** Opening PROVIDED DATA block **
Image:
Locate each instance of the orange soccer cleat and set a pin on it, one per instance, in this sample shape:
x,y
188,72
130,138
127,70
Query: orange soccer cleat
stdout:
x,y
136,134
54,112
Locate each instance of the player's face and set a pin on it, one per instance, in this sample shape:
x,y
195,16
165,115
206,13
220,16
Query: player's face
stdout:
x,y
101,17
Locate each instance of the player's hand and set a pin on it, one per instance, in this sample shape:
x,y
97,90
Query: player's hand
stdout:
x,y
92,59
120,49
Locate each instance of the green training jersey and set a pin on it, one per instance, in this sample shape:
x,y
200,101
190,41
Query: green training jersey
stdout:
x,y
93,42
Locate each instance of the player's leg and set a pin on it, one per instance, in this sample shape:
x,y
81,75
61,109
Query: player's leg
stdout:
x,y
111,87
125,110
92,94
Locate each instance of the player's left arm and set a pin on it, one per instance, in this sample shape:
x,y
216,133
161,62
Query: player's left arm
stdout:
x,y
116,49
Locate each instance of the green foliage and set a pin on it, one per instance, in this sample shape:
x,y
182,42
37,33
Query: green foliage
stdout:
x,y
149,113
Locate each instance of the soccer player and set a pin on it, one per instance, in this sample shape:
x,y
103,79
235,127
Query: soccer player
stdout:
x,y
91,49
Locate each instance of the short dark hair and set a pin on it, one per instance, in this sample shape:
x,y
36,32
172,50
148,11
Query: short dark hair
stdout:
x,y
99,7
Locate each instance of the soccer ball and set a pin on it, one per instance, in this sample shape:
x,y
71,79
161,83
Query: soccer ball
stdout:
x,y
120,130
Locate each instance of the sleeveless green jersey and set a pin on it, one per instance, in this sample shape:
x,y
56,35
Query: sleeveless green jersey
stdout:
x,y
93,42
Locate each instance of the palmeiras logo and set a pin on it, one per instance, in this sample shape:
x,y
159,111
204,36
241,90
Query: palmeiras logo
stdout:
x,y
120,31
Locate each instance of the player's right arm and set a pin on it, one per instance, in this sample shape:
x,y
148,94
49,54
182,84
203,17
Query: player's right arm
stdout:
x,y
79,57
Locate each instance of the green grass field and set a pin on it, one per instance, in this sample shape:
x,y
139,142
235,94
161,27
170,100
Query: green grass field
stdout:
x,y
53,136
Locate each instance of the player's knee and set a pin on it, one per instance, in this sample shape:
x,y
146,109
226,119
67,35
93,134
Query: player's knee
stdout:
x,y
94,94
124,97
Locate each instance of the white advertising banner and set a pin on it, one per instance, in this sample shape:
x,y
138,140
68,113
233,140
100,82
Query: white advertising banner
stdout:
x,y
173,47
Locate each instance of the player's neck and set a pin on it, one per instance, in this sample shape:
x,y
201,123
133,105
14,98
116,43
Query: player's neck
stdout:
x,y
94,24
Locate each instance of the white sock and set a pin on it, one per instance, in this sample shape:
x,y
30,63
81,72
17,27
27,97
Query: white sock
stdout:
** Closing PROVIDED DATA block **
WHAT THE TASK ASKS: Copy out every line from the records that has the word "advertising".

OUTPUT BELOW:
Locate each instance of the white advertising banner and set a pin on it, one per instance, in this sample shape:
Query: white advertising banner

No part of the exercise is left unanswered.